TEXTO CITADO —
______________________________
Recursos hídricos, queimadas e cinzas: a urgência do necessário equilíbrio na busca pela sustentabilidade ambiental
A água e o fogo são elementos que, embora não se combinem, exercem uma influência mútua significativa e podem afetar profundamente a saúde humana e o equilíbrio da vida na Terra. A água, sendo indispensável para a sobrevivência, quando em excesso, pode causar problemas severos, como as enchentes e inundações que têm ocorrido no Brasil nos últimos tempos. O fogo, por sua vez, é utilizado pela humanidade desde tempos ancestrais, sendo atualmente uma ferramenta essencial para diversas atividades. Contudo, quando fora de controle ou usado de forma criminosa, pode se tornar extremamente destrutivo.
Estudos recentes têm demonstrado as interações entre esses dois elementos, com destaque para os impactos negativos do fogo sobre os recursos hídricos do planeta. Diversas pesquisas científicas apontam que as queimadas contribuem para a diminuição da disponibilidade de água, além de afetar a umidade do ar. Essas alterações estão fortemente ligadas às mudanças climáticas e ao aquecimento global.
Mas o que se diz sobre a qualidade da água? Muito pouco. Embora fogo e água não se misturem diretamente, os resíduos deixados pelas queimadas, como as cinzas, acabam por interagir com os recursos hídricos, prejudicando sua qualidade.
Os efeitos das cinzas provenientes de incêndios florestais sobre a água têm sido amplamente investigados em regiões temperadas da Europa e dos Estados Unidos. No Brasil, o tema ganhou destaque com o projeto de pesquisa “Queimadas e recursos hídricos no Cerrado: efeitos das cinzas sobre aspectos limnológicos e ecotoxicológicos” (2010-2012) e, posteriormente, com o “Projeto Cinzas: aspectos motivacionais de uso do fogo e efeitos sobre a água e o solo como subsídios para mitigação dessa prática na agricultura” (2013-2016), ambos coordenados pela Embrapa Cerrados e financiados pelo CNPq.
Apesar dos avanços, ainda há muito a ser explorado sobre o assunto. Sabe-se que as queimadas ocorrem naturalmente no Cerrado, porém a ação humana tem aumentado sua frequência, causando uma série de problemas ambientais. Além dos danos visíveis causados pelo fogo, há também consequências menos perceptíveis, como o impacto das cinzas e fuligem. Esses materiais, compostos por elementos químicos dos organismos queimados, sejam vegetais, animais ou minerais, podem se degradar conforme a intensidade do fogo.
______________________________
SEÇÃO DE DADOS —

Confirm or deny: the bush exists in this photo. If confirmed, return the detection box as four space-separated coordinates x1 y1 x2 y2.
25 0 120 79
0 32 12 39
______________________________
ENUNCIADO — Prossiga com o texto sobre queimadas e recursos hídricos a partir do ponto em que ele termina. A listagem não desempenha papel algum nesta tarefa.

RESULTADO ESPERADO —
Com a chegada das chuvas ou o transporte pelo vento, parte desses resíduos atinge os corpos d’água, carregando uma variedade de compostos químicos que afetam a qualidade da água, comprometendo sua potabilidade e prejudicando os ecossistemas aquáticos. Nutrientes como potássio, fósforo e nitrogênio, além de metais pesados, são comuns nas cinzas e suas concentrações são decisivas para os impactos que causam. Quando em contato com a água, esses compostos podem dissolver-se, alterando parâmetros como o pH e os níveis de oxigênio dissolvido, essenciais para a sobrevivência de muitas espécies. Em ambientes com pouca circulação de água, como lagos e reservatórios, os impactos tendem a ser ainda mais intensos.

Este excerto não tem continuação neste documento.